----- Given records

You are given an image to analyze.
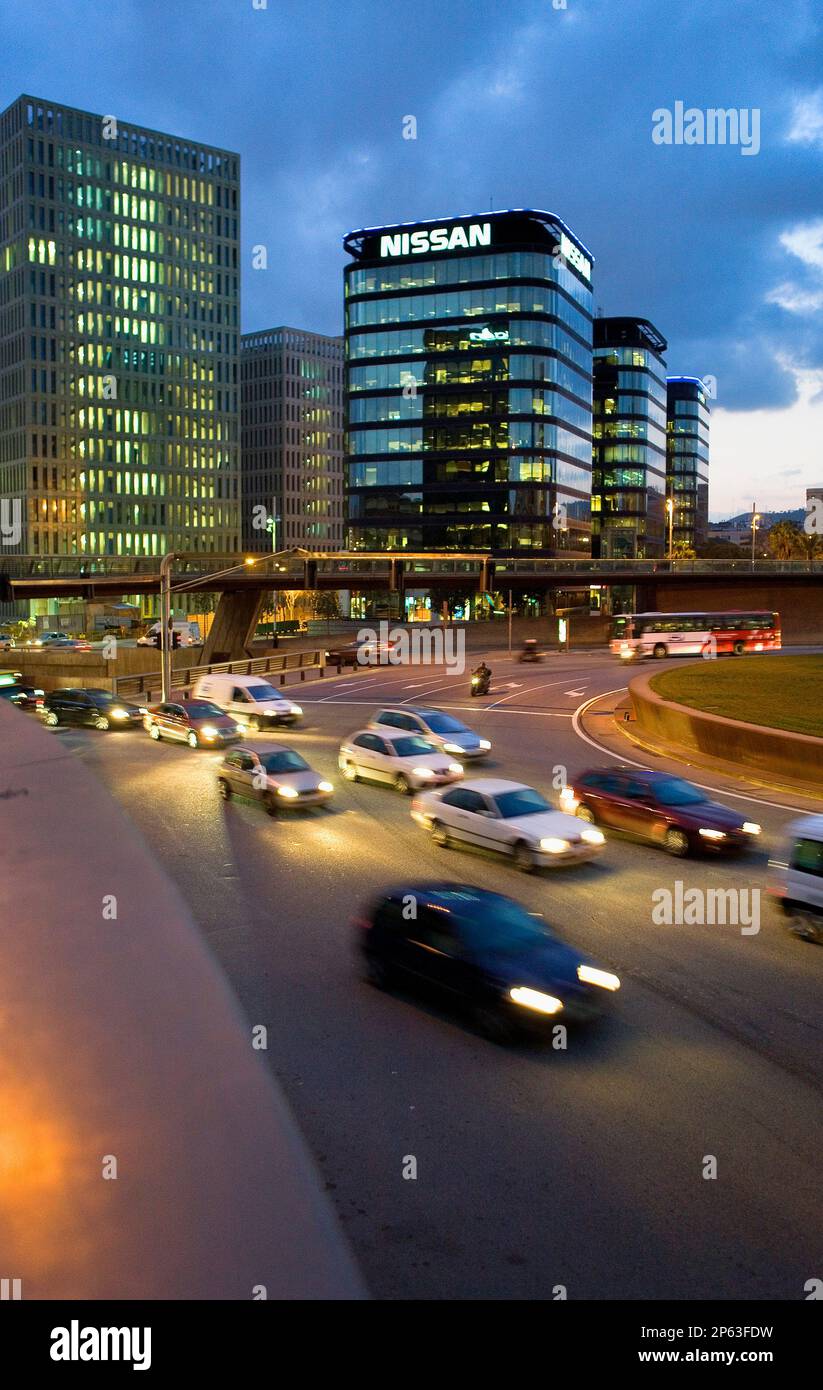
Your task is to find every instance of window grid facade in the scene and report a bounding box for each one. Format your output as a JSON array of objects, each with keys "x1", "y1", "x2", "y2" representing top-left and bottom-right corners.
[
  {"x1": 592, "y1": 318, "x2": 667, "y2": 559},
  {"x1": 241, "y1": 328, "x2": 345, "y2": 553},
  {"x1": 666, "y1": 377, "x2": 709, "y2": 548},
  {"x1": 345, "y1": 211, "x2": 592, "y2": 556},
  {"x1": 0, "y1": 96, "x2": 241, "y2": 556}
]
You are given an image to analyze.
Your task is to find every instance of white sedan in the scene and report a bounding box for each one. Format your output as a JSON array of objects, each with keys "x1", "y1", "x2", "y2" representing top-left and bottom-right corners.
[
  {"x1": 338, "y1": 728, "x2": 463, "y2": 792},
  {"x1": 412, "y1": 777, "x2": 605, "y2": 873}
]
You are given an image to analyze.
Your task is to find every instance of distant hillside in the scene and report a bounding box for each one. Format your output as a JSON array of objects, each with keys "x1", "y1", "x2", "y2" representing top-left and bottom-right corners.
[{"x1": 709, "y1": 507, "x2": 806, "y2": 531}]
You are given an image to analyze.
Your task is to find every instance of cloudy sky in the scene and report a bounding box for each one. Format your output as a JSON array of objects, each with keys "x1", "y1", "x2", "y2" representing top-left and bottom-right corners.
[{"x1": 0, "y1": 0, "x2": 823, "y2": 517}]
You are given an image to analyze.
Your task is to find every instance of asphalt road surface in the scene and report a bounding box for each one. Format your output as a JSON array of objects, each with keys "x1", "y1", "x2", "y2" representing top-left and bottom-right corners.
[{"x1": 46, "y1": 652, "x2": 823, "y2": 1300}]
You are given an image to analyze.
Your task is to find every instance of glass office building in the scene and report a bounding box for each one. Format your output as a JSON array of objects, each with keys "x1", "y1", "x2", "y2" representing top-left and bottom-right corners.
[
  {"x1": 666, "y1": 377, "x2": 709, "y2": 548},
  {"x1": 343, "y1": 210, "x2": 592, "y2": 556},
  {"x1": 0, "y1": 96, "x2": 241, "y2": 557},
  {"x1": 592, "y1": 318, "x2": 667, "y2": 559}
]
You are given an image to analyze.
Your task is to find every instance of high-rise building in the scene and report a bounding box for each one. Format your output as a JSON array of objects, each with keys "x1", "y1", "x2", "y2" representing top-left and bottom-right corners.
[
  {"x1": 343, "y1": 210, "x2": 592, "y2": 556},
  {"x1": 241, "y1": 328, "x2": 343, "y2": 552},
  {"x1": 666, "y1": 377, "x2": 709, "y2": 548},
  {"x1": 592, "y1": 318, "x2": 666, "y2": 559},
  {"x1": 0, "y1": 96, "x2": 241, "y2": 557}
]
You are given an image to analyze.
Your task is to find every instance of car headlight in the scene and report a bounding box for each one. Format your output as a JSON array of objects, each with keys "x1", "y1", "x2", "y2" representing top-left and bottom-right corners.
[
  {"x1": 509, "y1": 984, "x2": 563, "y2": 1013},
  {"x1": 577, "y1": 965, "x2": 620, "y2": 990},
  {"x1": 539, "y1": 835, "x2": 569, "y2": 855}
]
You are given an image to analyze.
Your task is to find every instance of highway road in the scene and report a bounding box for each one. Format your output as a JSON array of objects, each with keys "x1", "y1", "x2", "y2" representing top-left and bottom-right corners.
[{"x1": 41, "y1": 652, "x2": 823, "y2": 1300}]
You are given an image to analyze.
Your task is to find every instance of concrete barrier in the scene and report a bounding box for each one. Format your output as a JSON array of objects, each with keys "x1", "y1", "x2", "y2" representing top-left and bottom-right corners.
[
  {"x1": 0, "y1": 703, "x2": 363, "y2": 1300},
  {"x1": 628, "y1": 673, "x2": 823, "y2": 790}
]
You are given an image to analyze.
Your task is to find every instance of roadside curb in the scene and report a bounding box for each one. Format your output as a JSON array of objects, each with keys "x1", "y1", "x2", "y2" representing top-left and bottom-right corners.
[{"x1": 580, "y1": 691, "x2": 823, "y2": 812}]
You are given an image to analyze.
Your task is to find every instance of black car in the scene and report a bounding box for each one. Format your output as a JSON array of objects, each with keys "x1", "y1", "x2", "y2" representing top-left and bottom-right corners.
[
  {"x1": 353, "y1": 883, "x2": 620, "y2": 1041},
  {"x1": 0, "y1": 681, "x2": 43, "y2": 709},
  {"x1": 40, "y1": 689, "x2": 146, "y2": 728}
]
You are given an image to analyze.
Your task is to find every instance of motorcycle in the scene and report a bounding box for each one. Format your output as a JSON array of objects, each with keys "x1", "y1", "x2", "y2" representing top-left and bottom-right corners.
[{"x1": 471, "y1": 671, "x2": 492, "y2": 695}]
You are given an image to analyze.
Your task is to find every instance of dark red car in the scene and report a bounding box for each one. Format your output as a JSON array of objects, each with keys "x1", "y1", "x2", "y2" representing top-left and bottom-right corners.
[{"x1": 560, "y1": 767, "x2": 760, "y2": 856}]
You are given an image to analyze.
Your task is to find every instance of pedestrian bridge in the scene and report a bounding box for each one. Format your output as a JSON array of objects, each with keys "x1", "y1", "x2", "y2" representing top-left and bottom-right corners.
[{"x1": 0, "y1": 550, "x2": 823, "y2": 606}]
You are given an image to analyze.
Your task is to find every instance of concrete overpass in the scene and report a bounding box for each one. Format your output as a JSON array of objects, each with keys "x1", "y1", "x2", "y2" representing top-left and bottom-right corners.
[{"x1": 0, "y1": 550, "x2": 823, "y2": 662}]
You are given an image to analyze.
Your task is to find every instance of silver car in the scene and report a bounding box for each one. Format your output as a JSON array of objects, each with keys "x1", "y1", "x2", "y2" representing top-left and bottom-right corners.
[
  {"x1": 368, "y1": 705, "x2": 492, "y2": 762},
  {"x1": 217, "y1": 744, "x2": 334, "y2": 816}
]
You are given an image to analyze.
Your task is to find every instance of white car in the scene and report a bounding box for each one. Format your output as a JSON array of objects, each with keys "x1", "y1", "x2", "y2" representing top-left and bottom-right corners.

----------

### Problem to solve
When you tally the lines in the data items that contain the word "concrete", with uppercase and lowercase treated as different, what number do you get? Reply with the number alone.

### Written answer
2